The resolution of disputes that arise under these laws usually involves a determination of the manufacturer’s costs. However, the Congressional Acts identified above do not specify how cost is to be determined. Hence, this issue was left to the courts. Case law has resulted in a determination that marginal cost is to be used.


Considering the three defenses specified in the Robinson-Patman Act, the courts’ determination of how costs are to be calculated, and the fact that price discrimination applies only to manufacturing companies (not to service sector companies), it would seem very difficult for any plaintiff to prevail in a lawsuit alleging either price discrimination or predatory pricing. Recently, the Supreme Court defined predatory pricing as a situation in which a company sets prices below average variable cost, with plans to raise prices later to recover the temporary losses (Brooke Group Ltd. vs. Brown & Williamson Tobacco Corp., 1993). The Supreme Court then interpreted economic theory as indicating that predatory pricing does not work. In effect, the Court appears to have asserted that predatory pricing cannot succeed, and that therefore, it is unreasonable to assert that any company would engage in it. In the subsequent 37 predatory pricing cases, the defendants prevailed. In 2001, a Federal judge threw out a high-profile legal action brought by the Justice Department against American Airlines that alleged predatory pricing in the Dallas/Fort Worth market.


Predatory pricing also applies to international trade. Anti-dumping laws preclude foreign companies from dumping product onto domestic markets, which refers to selling large quantities of product at unusually low prices. Such actions by foreign competitors can drive domestic industries out of business, and in fact, there are frequent accusations that this is the intent of dumping. U.S. anti-dumping laws stipulate that the import price into the U.S. cannot be lower than the cost of production. The World Trade Organization found that the number of cases brought under anti-dumping laws increased 35% from 1995 to 2000.

Phrase grounding data
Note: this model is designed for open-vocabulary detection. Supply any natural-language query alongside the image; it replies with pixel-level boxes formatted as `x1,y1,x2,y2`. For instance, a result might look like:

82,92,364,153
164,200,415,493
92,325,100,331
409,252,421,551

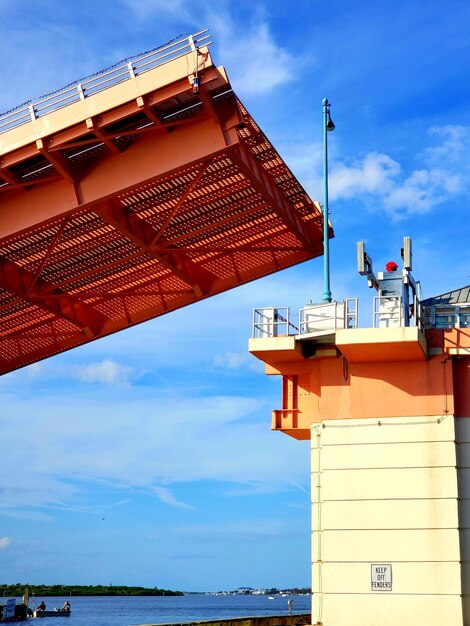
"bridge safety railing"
0,29,212,134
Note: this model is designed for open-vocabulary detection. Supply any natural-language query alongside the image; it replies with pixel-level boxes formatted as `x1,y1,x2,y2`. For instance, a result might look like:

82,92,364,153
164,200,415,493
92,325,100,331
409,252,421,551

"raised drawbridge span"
0,31,332,373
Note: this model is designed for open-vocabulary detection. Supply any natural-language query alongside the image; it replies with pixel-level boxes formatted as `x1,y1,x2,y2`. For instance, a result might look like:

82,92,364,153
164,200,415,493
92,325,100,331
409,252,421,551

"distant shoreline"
0,583,184,598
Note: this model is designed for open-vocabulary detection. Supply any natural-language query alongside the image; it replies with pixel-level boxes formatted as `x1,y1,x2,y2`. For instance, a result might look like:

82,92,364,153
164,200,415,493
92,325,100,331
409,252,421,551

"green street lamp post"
323,98,335,302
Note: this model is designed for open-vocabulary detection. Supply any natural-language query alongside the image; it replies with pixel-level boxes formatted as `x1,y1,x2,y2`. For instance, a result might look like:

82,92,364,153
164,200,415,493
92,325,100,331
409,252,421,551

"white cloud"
211,20,296,96
423,124,470,170
74,359,132,385
122,0,196,25
27,359,134,386
0,537,11,550
0,387,309,512
152,487,193,509
329,152,401,199
281,126,470,220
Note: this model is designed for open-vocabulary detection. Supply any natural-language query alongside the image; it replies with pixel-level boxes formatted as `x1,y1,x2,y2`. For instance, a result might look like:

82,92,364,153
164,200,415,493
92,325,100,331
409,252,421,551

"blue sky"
0,0,470,590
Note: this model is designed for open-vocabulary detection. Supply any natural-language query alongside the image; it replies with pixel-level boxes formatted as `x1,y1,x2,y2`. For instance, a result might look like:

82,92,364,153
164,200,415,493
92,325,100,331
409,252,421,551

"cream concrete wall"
312,416,462,626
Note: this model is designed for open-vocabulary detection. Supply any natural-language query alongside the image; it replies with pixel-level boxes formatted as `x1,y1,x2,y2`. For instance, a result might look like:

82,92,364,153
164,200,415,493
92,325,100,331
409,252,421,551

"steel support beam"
0,258,107,338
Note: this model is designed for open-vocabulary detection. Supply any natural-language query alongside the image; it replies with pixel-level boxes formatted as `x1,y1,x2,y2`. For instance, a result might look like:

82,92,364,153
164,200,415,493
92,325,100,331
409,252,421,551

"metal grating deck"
0,31,333,373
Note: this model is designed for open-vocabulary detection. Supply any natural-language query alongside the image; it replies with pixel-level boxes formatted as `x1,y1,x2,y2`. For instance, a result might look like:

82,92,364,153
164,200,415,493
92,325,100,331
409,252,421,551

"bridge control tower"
249,237,470,626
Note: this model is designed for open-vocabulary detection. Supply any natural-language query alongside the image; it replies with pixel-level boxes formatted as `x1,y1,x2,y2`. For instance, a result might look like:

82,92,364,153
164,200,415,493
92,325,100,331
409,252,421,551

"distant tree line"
0,583,184,598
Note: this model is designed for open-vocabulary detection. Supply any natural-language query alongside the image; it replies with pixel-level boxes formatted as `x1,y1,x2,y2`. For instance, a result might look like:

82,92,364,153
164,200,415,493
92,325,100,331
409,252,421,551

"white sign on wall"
370,563,392,591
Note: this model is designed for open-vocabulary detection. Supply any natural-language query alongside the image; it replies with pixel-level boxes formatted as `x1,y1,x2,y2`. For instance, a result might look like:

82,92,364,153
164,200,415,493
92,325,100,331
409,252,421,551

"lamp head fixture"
322,98,335,131
326,111,336,131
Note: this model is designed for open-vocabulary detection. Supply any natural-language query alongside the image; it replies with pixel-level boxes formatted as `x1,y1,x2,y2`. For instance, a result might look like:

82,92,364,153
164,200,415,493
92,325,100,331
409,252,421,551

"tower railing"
252,306,299,339
0,28,212,133
424,302,470,329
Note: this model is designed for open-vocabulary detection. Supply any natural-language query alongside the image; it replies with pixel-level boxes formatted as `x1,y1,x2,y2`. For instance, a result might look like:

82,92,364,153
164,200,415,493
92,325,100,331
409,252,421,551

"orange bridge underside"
0,51,333,373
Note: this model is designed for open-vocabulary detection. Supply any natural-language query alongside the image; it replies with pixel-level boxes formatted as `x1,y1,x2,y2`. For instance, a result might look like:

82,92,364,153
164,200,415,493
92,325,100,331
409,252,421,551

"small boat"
33,609,72,617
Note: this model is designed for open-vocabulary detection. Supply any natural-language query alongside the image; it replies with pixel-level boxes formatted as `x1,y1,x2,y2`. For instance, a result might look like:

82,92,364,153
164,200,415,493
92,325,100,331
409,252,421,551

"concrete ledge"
140,613,312,626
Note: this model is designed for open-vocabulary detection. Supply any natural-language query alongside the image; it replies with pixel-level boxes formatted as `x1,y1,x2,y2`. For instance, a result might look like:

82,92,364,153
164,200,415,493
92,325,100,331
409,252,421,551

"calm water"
19,595,310,626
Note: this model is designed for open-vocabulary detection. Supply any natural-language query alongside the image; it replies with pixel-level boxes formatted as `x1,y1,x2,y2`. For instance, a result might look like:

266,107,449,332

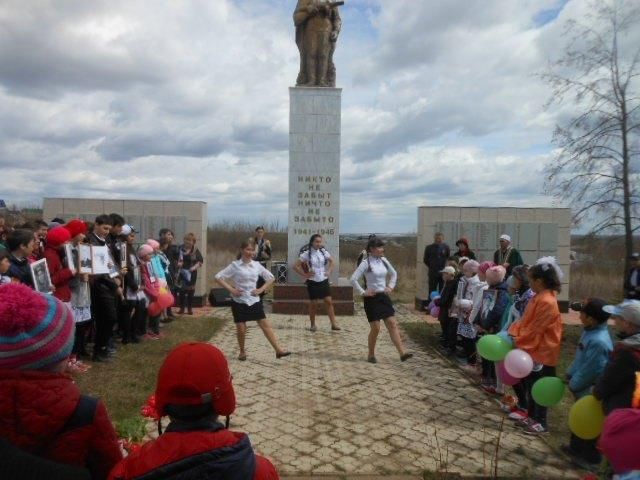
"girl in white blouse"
293,233,341,332
215,240,291,361
351,237,413,363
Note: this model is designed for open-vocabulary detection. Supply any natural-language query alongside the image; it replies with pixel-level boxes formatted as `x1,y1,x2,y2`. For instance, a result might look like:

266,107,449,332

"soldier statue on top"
293,0,344,87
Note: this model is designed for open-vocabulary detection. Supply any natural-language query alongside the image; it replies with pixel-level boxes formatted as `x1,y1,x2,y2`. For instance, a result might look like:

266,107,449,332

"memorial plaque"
514,223,540,251
436,222,460,244
471,223,498,252
540,223,558,252
288,88,342,283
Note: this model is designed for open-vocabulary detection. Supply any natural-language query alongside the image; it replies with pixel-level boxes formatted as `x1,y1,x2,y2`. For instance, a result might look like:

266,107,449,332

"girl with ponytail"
351,237,413,363
293,233,341,332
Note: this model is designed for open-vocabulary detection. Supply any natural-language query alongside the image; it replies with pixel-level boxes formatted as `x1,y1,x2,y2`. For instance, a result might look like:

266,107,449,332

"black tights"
178,290,194,313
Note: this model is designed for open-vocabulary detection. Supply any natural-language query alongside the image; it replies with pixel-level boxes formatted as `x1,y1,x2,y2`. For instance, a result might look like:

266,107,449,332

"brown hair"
184,232,196,247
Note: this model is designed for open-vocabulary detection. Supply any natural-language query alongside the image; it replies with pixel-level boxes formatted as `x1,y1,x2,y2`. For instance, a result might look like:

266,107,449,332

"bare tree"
542,0,640,278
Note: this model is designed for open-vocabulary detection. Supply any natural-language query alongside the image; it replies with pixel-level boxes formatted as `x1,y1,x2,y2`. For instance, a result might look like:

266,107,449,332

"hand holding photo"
30,258,53,293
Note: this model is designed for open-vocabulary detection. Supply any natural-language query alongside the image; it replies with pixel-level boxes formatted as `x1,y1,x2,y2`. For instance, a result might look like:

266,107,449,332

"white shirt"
300,247,331,282
215,260,274,306
351,256,398,295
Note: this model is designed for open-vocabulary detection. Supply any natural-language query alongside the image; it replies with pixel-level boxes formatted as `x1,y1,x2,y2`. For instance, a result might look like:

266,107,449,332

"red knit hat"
599,408,640,473
156,343,236,416
47,227,71,248
64,218,88,238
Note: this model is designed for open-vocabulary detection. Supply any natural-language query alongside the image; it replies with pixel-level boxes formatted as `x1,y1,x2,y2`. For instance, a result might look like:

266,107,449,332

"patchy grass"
402,322,582,456
76,316,224,440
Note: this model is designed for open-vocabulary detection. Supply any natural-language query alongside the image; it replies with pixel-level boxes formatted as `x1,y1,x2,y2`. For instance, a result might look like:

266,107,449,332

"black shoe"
400,353,413,362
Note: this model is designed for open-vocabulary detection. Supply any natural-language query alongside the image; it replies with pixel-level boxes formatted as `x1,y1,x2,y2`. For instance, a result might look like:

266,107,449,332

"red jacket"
109,427,280,480
44,245,73,302
0,369,122,480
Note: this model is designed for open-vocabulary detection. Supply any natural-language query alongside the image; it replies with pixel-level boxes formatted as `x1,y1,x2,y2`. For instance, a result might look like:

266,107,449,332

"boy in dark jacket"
593,300,640,415
7,229,36,288
563,298,613,465
109,343,279,480
436,266,460,356
0,284,122,480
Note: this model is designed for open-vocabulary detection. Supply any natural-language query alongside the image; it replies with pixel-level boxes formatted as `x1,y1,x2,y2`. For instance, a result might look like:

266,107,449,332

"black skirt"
231,301,266,323
364,293,396,322
307,278,331,300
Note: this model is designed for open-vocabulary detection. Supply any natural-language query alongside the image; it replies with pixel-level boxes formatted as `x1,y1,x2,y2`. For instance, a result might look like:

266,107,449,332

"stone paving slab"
166,309,580,479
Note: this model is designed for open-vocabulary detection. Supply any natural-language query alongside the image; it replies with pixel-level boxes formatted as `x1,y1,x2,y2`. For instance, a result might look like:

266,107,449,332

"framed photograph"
107,252,120,278
78,244,93,274
120,242,127,268
29,258,53,293
91,245,113,275
64,243,78,275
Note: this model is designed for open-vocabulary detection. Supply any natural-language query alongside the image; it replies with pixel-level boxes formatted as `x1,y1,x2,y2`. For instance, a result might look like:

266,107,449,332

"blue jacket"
567,322,613,398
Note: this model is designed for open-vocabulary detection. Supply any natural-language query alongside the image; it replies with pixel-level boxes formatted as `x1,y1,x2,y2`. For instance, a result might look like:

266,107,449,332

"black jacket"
593,333,640,415
88,233,118,297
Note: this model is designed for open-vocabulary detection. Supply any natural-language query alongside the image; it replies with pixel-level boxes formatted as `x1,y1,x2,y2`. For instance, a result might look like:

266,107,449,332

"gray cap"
603,300,640,327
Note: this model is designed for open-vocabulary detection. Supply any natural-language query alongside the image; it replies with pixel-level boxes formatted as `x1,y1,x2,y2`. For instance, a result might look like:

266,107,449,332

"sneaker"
524,422,549,435
508,408,529,422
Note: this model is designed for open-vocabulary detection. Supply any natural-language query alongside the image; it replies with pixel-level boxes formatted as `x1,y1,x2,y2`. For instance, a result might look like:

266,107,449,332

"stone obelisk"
273,0,354,315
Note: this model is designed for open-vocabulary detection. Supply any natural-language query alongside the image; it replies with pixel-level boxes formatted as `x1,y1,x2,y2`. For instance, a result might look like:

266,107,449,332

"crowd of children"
428,234,640,478
0,213,203,372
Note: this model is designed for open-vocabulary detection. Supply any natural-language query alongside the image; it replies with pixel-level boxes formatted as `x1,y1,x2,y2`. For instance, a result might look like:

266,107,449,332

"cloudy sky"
0,0,632,232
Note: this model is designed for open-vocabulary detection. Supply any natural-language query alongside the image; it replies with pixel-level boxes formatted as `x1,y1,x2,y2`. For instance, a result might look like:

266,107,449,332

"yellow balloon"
569,395,604,440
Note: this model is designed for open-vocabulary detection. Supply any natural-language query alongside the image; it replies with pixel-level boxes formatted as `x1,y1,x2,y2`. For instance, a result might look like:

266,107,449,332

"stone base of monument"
272,278,355,316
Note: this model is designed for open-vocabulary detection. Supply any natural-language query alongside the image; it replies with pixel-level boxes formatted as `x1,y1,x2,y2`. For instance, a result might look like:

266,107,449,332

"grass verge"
402,322,582,449
75,316,225,441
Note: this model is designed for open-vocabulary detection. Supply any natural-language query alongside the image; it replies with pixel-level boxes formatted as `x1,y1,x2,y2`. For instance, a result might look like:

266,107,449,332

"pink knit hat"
138,244,153,258
478,261,496,273
147,238,160,250
485,265,507,285
0,283,75,370
462,260,480,273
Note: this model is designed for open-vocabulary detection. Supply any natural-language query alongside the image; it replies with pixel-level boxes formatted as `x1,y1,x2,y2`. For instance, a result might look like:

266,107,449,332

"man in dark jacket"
624,253,640,300
88,215,122,362
7,229,36,288
493,234,524,277
593,300,640,415
422,232,451,294
109,343,279,480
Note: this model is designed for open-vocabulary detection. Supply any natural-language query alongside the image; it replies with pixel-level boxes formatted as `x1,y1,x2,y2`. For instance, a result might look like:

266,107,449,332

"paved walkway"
159,309,580,479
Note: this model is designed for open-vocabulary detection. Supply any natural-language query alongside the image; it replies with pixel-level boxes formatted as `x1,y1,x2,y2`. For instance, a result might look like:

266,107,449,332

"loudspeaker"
271,262,287,283
209,288,232,307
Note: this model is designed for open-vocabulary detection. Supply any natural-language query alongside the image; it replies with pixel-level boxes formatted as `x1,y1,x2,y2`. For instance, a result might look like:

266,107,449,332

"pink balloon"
156,292,174,308
504,348,533,378
147,302,164,317
496,362,522,387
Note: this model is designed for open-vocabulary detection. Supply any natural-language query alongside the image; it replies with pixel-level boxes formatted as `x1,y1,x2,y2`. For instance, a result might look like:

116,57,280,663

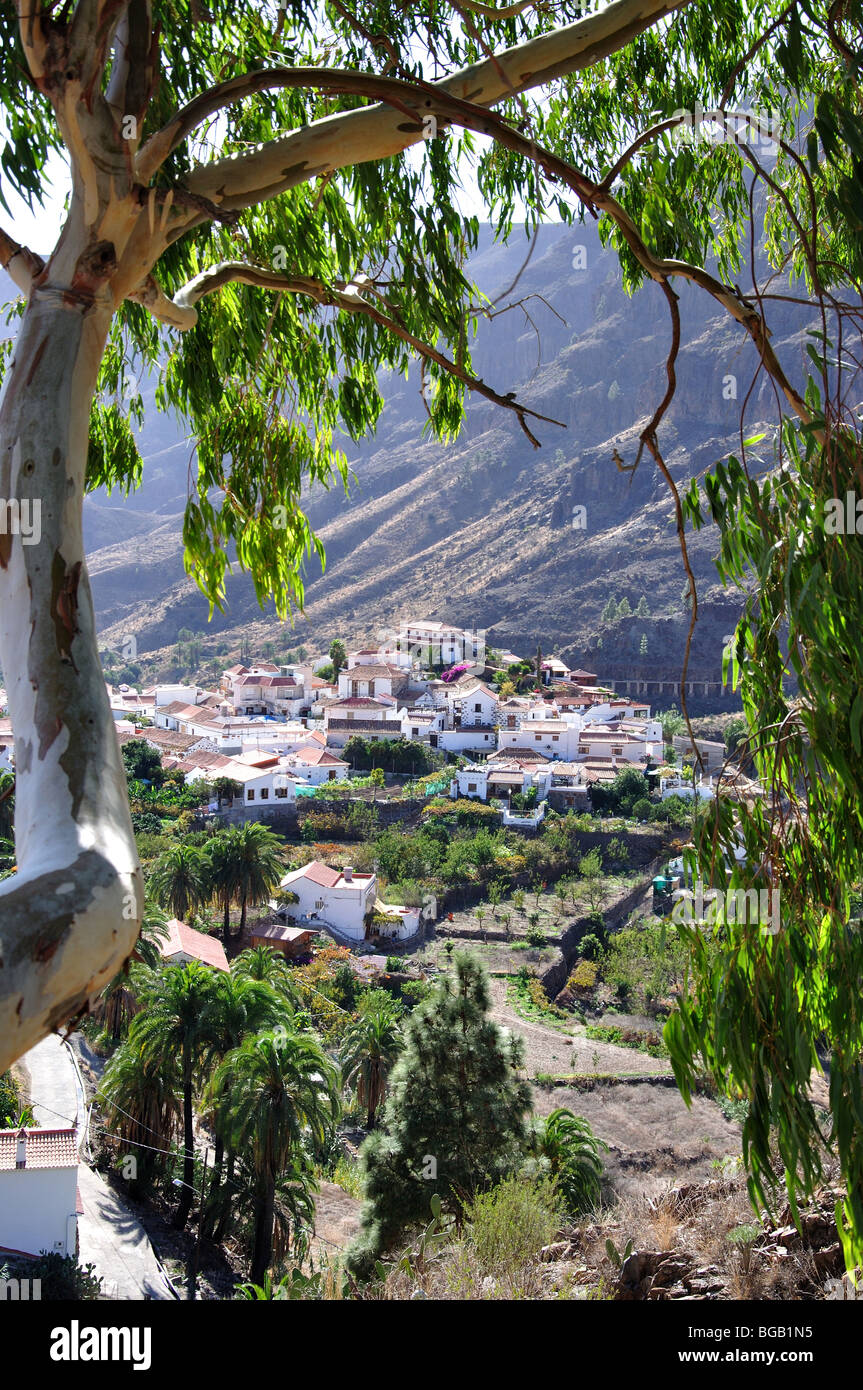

• ASSIGNED TASK 1: In the text on predatory pricing, what did case law settle on as the cost measure for resolving disputes under these laws?
• ASSIGNED TASK 2: Extend the text on predatory pricing and anti-dumping laws, starting after its last sentence.

• ANSWER SECTION 1: Marginal cost.

• ANSWER SECTION 2:
The Downward Demand Spiral:

If sales price is established based on cost of production, and if cost of production includes an allocation of fixed costs, then the cost-based price will be a decreasing function of sales volume. Thus, if sales volume increases, the per-unit sales price decreases; and if sales volume decreases, the per-unit sales price increases. If in addition, the demand function is decreasing in price, which normally would be the case, then this situation can result in something called the downward demand spiral (occasionally called the death spiral; we accountants are so dramatic). 


Start with either a decrease in demand for the product, or an increase in fixed costs. The downward demand spiral refers to the reduction in demand that can occur if prices are raised to recover the higher fixed cost per unit of product, which in turn induces another price increase, because fixed costs must be recovered from a smaller customer base, which leads to another drop in demand, etc., etc.


The downward demand spiral does not occur often, and when it does, it probably occurs most frequently for “internal sales” by service departments. In this setting, service departments might view demand as relatively inelastic, when in fact, user departments might be surprisingly creative in finding either less costly external service providers, or alternative in-house solutions. For example, there is a story about a downward demand spiral that supposedly occurred in the typing pool of a high-tech company in the 1970s or 1980s. The typing pool charged out its services on a per-page basis at a time when managers were becoming increasingly proficient with desktop computers and word-processing software. As managers became more proficient with the technology, their demand for the typing pool decreased, which resulted in higher per-page costs, which prompted more managers to avoid the typing pool, to the point where the cost-per-page was ridiculously high.